■ **Selected extract**
■ ■ ■

Forecasting Eruptive Activity and providing warning of imminent eruptions
The Institute of Geological & Nuclear Sciences (GNS), New Zealand, were among the first government bodies to develop a spectrometer system based on the design Edmonds and colleagues pioneered. Senior Scientist at GNS, Dr Craig Miller, states [E4]:
‘the UV scanning spectrometer network installed by Edmonds, Oppenheimer and colleagues in Montserrat provided the template for GNS volcanologists to develop a similar system at White Island, New Zealand. It is used for monitoring volcanic activity at this hazardous and unpredictable volcano. An increase in gas flux, along with increased levels of seismicity and ground deformation, would significantly increase the probability of eruption and consequently the alert level at the volcano, which is used for decision-making surrounding issues such as restricting access and warnings to the public’.
In October 2019, SO2 fluxes measured by the scanning spectrometers (and accompanying tremor) at White Island increased to the highest levels since 2016, suggesting an eruption was imminent over the coming weeks and months [E5, 6]. On 18 November 2019, the alert level was raised to ‘2’ (the highest before eruption) signalling ‘heightened volcanic unrest’ and ‘potential for eruption hazards’ [E7].
Tragically, an eruption on 9 December 2019 killed 19 people. In this case, clear warnings were not heeded, and preventative action which could have saved lives was not taken.
At Volcán Tungurahua (Ecuador), 30,000 people live in areas at risk from pyroclastic flows and lahars. A spectrometer system based on the Cambridge design was installed in 2004. Eruptions in 2013, 2014 and 2016 have had considerable impacts on livelihoods, particularly agricultural activities (with crops damaged and land made unusable due to the deposition of volcanic ash). The scanning spectrometer stations provide SO2 flux data for the assessment of risk and early warning of eruptions. In February 2014 >600 people were evacuated after alert levels were raised in response to increasing SO2 flux (to over 2000 tonnes per day), as well as increased rates of earthquakes and ash venting at the summit:
‘The automatic scanning DOAS stations as first developed at Soufriere Hills
Volcano, and which nice results have been shown by Edmonds and colleagues in 2003,
have been widely adopted by volcanological observatories over the past 15 years… At Tungurahua, we installed 2 DOAS systems directly based on the Montserrat UV
spectrometer system, the UV scanning spectrometer network yielded important data which,
when used in combination with other monitored parameters as seismic activity, allowed us
to assess hazard levels and advise local authorities on the general level of volcanic
activity’ [E3, Instituto Geofisico, Ecuador] .

■ ■ ■

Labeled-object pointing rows
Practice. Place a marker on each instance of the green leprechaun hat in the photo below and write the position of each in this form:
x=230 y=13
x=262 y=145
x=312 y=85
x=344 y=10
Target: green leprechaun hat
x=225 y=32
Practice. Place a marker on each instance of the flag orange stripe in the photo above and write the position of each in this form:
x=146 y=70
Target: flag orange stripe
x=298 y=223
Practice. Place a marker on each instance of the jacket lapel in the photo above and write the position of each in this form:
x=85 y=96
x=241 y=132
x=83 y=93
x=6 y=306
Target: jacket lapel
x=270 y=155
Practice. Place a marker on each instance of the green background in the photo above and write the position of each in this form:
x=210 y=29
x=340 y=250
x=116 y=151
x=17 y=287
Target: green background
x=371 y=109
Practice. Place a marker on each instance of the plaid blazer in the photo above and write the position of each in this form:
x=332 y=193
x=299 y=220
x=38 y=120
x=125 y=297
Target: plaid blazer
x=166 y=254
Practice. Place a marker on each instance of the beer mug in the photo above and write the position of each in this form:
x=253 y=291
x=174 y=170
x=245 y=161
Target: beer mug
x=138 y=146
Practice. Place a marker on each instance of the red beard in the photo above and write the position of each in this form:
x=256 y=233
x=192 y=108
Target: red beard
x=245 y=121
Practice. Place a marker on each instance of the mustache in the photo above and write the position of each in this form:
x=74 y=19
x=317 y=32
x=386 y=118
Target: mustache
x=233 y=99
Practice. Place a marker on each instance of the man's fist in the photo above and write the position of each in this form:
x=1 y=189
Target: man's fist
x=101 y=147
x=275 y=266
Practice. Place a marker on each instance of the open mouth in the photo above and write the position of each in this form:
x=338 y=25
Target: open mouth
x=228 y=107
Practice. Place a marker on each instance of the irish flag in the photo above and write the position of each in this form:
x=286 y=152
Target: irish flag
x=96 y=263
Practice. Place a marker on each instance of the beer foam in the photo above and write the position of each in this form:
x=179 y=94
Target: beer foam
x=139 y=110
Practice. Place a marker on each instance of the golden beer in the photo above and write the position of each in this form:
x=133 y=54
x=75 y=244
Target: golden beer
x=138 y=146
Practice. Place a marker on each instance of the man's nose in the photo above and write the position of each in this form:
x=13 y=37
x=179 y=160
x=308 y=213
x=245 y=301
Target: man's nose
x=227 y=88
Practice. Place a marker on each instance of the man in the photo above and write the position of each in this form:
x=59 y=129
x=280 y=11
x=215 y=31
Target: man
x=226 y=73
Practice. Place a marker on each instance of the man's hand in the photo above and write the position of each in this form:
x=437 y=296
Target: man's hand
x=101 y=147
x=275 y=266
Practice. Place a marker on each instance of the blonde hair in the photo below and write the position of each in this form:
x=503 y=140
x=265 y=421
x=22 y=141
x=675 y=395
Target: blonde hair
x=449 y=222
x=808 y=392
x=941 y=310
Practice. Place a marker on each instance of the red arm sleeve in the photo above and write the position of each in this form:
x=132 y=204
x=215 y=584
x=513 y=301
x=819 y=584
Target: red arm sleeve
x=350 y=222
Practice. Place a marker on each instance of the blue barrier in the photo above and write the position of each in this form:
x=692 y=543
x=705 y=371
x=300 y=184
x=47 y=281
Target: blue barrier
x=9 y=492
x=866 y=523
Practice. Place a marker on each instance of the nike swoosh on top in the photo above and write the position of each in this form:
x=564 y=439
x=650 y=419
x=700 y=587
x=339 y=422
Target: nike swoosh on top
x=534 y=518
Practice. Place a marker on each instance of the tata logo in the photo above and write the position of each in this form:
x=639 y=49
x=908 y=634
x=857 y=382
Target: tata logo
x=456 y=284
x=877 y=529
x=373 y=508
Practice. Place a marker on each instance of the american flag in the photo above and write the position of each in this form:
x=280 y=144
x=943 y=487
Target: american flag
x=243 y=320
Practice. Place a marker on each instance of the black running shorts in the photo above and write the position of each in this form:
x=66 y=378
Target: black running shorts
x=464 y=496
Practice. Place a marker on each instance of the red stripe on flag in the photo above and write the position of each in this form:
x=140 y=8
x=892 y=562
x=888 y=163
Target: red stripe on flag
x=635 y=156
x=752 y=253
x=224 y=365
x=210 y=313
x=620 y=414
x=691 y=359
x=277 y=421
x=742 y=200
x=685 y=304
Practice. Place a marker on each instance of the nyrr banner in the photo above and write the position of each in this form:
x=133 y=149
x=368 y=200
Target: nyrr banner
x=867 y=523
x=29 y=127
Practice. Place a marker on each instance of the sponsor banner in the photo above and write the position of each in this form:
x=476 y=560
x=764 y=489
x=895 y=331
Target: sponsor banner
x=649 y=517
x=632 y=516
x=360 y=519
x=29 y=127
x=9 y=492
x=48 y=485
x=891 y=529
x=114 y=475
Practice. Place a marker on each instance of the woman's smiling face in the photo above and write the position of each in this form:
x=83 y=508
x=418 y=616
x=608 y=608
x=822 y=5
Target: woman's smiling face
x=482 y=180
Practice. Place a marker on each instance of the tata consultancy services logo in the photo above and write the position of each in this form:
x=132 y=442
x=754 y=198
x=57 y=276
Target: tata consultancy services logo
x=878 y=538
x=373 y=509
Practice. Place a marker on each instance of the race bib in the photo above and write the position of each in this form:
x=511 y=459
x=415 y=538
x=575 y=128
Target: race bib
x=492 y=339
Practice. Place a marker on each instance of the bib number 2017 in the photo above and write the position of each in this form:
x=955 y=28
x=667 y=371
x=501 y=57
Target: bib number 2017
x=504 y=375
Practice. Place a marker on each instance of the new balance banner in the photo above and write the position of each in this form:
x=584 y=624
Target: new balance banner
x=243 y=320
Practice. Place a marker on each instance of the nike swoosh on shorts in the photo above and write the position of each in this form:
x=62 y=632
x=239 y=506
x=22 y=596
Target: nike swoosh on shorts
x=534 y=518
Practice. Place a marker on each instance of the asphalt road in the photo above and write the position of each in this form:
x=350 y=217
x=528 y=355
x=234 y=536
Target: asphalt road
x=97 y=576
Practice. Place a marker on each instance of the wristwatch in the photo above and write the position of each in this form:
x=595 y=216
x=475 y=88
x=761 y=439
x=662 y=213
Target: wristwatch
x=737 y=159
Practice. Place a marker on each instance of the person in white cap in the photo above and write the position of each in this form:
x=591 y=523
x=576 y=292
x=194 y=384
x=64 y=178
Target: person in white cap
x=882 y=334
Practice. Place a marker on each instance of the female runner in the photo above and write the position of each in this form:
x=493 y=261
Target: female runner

■ ■ ■

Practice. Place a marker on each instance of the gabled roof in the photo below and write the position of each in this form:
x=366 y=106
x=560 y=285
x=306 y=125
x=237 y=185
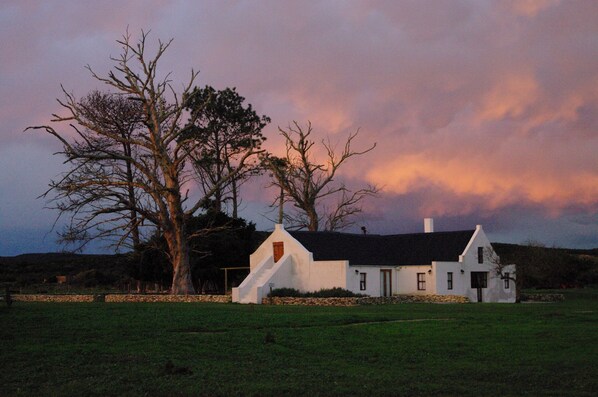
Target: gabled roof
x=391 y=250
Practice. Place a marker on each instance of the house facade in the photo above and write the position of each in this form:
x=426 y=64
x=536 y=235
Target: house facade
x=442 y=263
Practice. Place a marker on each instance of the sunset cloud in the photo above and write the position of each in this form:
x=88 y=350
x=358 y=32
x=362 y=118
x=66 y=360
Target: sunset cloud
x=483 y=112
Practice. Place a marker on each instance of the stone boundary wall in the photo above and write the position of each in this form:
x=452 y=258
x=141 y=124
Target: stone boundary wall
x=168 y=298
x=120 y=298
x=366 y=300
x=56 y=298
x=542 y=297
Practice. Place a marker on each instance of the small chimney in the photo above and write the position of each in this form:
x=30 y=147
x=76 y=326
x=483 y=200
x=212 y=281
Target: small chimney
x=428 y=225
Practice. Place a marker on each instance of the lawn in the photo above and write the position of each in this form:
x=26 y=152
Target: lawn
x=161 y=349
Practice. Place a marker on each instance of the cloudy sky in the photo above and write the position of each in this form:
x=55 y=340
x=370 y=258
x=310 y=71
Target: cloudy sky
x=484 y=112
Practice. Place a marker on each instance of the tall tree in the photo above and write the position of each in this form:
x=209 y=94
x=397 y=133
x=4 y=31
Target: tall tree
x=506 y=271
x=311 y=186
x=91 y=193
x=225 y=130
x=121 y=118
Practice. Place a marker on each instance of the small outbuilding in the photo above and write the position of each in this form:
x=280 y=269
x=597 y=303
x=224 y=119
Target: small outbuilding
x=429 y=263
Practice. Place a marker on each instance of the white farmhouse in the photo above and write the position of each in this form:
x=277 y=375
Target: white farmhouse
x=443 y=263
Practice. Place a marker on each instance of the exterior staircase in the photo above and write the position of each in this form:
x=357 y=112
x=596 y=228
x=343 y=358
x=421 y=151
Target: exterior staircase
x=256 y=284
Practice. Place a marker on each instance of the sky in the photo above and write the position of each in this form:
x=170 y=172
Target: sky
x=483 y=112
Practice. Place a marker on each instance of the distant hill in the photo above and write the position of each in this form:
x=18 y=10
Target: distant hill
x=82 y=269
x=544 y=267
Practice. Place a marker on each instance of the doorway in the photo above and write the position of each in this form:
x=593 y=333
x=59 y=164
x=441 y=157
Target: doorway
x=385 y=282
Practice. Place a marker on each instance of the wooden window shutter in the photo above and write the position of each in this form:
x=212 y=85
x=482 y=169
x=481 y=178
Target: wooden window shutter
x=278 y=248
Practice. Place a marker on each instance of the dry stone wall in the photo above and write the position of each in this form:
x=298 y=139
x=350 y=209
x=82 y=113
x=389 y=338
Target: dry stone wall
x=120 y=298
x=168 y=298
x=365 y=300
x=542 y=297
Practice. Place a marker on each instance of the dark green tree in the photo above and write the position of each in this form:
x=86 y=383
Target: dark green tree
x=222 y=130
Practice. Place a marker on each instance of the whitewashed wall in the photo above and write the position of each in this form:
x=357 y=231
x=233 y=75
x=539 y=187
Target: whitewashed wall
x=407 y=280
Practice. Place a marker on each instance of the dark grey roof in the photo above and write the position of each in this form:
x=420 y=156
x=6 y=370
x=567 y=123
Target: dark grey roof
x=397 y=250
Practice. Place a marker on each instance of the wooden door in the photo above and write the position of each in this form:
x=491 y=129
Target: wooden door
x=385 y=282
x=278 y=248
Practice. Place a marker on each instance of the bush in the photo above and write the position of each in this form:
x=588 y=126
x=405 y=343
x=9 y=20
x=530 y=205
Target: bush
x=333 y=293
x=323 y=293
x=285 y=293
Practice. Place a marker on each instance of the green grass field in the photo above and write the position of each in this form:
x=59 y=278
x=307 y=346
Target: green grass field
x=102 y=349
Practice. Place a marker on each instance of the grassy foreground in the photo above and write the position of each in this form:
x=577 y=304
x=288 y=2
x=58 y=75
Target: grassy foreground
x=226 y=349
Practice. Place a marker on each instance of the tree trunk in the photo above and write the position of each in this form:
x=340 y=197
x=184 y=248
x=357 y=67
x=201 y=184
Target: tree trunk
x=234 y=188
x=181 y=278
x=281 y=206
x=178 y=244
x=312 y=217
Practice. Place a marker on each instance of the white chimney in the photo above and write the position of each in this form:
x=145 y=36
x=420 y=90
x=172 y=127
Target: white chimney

■ ■ ■

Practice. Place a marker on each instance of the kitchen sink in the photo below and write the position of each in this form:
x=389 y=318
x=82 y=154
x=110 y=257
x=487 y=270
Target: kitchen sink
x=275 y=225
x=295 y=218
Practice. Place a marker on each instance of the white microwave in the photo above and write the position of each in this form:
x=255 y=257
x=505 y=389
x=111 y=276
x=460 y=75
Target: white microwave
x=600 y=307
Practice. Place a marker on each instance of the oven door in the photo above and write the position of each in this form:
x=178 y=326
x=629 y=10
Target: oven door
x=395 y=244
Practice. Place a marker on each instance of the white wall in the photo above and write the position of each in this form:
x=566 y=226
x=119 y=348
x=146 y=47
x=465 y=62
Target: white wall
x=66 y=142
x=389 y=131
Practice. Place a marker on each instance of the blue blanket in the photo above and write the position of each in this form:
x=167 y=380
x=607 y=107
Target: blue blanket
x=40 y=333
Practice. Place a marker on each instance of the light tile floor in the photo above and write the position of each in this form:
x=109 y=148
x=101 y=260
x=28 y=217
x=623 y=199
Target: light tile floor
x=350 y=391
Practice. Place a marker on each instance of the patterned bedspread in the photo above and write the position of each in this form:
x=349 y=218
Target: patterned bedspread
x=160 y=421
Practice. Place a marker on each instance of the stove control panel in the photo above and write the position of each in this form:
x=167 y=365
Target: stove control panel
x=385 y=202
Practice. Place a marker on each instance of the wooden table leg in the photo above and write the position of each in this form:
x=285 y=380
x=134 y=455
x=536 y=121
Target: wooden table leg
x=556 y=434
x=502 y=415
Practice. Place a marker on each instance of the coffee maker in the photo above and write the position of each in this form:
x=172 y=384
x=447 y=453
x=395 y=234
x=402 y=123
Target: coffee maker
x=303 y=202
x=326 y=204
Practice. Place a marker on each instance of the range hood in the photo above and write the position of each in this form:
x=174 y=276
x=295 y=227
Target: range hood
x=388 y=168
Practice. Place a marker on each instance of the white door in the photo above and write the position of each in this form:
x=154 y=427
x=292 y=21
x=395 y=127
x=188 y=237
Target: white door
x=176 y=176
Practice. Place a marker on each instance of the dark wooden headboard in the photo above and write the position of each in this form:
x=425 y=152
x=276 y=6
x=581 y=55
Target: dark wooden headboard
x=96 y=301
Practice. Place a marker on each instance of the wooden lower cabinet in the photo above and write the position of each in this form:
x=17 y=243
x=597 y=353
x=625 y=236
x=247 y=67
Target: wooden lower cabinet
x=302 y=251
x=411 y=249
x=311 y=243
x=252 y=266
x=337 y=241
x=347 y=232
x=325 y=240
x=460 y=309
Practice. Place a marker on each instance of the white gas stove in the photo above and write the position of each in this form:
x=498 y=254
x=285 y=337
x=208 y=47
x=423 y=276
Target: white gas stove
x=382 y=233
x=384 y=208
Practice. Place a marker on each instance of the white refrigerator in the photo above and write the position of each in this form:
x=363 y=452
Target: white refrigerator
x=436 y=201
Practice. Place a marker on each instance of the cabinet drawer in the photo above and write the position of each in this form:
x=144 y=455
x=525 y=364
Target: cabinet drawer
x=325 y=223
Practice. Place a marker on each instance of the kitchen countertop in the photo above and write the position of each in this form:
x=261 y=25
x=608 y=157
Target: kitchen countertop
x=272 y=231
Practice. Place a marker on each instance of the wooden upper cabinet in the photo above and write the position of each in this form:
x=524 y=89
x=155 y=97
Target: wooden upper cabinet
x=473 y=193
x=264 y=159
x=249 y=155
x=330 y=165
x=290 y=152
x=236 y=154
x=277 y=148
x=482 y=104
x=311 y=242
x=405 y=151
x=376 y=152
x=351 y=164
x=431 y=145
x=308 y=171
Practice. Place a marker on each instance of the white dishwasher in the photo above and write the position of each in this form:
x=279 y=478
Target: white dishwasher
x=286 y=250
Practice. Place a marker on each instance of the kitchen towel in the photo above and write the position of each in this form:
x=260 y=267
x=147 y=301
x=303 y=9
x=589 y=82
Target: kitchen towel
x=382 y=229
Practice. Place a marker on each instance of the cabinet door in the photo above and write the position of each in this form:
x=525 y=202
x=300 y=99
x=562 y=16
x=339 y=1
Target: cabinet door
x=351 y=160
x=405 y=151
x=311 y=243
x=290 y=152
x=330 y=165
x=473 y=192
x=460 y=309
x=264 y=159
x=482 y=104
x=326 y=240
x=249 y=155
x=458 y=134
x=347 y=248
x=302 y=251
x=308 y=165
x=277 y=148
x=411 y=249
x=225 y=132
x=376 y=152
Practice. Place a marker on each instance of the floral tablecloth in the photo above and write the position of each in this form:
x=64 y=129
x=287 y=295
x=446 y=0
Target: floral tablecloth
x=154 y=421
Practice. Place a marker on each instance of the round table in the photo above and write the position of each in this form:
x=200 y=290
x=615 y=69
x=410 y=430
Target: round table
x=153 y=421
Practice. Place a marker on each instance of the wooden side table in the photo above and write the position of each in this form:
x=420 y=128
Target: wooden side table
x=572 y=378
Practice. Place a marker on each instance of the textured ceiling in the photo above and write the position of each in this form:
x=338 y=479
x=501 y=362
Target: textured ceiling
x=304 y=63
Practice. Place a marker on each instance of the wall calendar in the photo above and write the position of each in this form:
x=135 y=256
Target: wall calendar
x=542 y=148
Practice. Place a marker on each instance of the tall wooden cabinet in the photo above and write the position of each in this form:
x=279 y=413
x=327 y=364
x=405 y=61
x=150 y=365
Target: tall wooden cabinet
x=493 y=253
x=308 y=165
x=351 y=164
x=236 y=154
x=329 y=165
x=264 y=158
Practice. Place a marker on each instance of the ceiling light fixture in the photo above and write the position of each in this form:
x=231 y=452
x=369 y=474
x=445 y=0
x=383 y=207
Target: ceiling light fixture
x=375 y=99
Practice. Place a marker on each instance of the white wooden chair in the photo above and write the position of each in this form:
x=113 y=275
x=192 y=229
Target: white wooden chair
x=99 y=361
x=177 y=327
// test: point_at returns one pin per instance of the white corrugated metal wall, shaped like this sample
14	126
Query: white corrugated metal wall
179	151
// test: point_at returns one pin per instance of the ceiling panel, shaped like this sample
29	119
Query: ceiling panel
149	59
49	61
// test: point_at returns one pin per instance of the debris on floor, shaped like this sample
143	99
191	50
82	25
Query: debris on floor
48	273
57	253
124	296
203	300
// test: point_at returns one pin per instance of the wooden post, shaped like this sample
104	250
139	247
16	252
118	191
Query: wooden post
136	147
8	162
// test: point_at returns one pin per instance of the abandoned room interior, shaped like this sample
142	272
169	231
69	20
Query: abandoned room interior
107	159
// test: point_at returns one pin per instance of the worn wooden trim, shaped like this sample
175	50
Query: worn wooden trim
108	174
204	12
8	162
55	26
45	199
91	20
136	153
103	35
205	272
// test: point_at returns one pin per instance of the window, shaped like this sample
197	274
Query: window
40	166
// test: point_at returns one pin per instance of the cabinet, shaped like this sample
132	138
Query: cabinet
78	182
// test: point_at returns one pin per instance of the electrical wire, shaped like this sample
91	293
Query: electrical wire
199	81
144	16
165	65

■ ■ ■

■ **Job A**
Reproduce the rows verbatim, from the one containing "Practice. Place a marker on each instance of the sponsor" down through the one containing "x=373 y=509", both included.
■ **Job B**
Carry on the passage about forecasting volcanic eruptions, starting after its last sentence.

■ **Exercise response A**
Practice. Place a marker on each instance of the sponsor banner in the photo above and write the position of each in this form:
x=476 y=560
x=764 y=489
x=895 y=331
Target: sponsor banner
x=649 y=517
x=632 y=516
x=360 y=519
x=29 y=127
x=9 y=492
x=48 y=485
x=891 y=529
x=114 y=475
Practice. Place a marker on each instance of the woman's smiling face in the photo above and write the position of each in this form:
x=83 y=508
x=418 y=616
x=608 y=608
x=822 y=5
Target: woman's smiling face
x=482 y=180
Practice. Place a marker on each instance of the tata consultancy services logo in the photo above and write the position of each in this form:
x=132 y=442
x=754 y=198
x=57 y=276
Target: tata consultancy services logo
x=878 y=538
x=373 y=509

■ **Exercise response B**
Providing critical input into mandatory exclusion zones
In Montserrat, the eruption of the Soufriere Hills Volcano ceased in 2011, yet it remains restless. One key characteristic is continued high flux of SO2, as measured by the spectrometer network, leading the government to retain an exclusion zone around the volcano. The Montserrat Volcano Observatory (MVO) and Scientific Advisory Committee (British Foreign Office) continue to rely on the SO2 flux data to assess whether the eruption is over or has merely paused. The March 2019 MVO Scientific Report [E8] states:
‘the potential for continuing activity has been considered against the following three criteria:
Seismicity
Gas – daily SO2 emission rates above 50 tonnes per day
Ground deformation
Criteria 2 and 3 are currently being met.’
Consequently, the volcano remains in an elevated state of unrest, with an exclusion zone including over half the island.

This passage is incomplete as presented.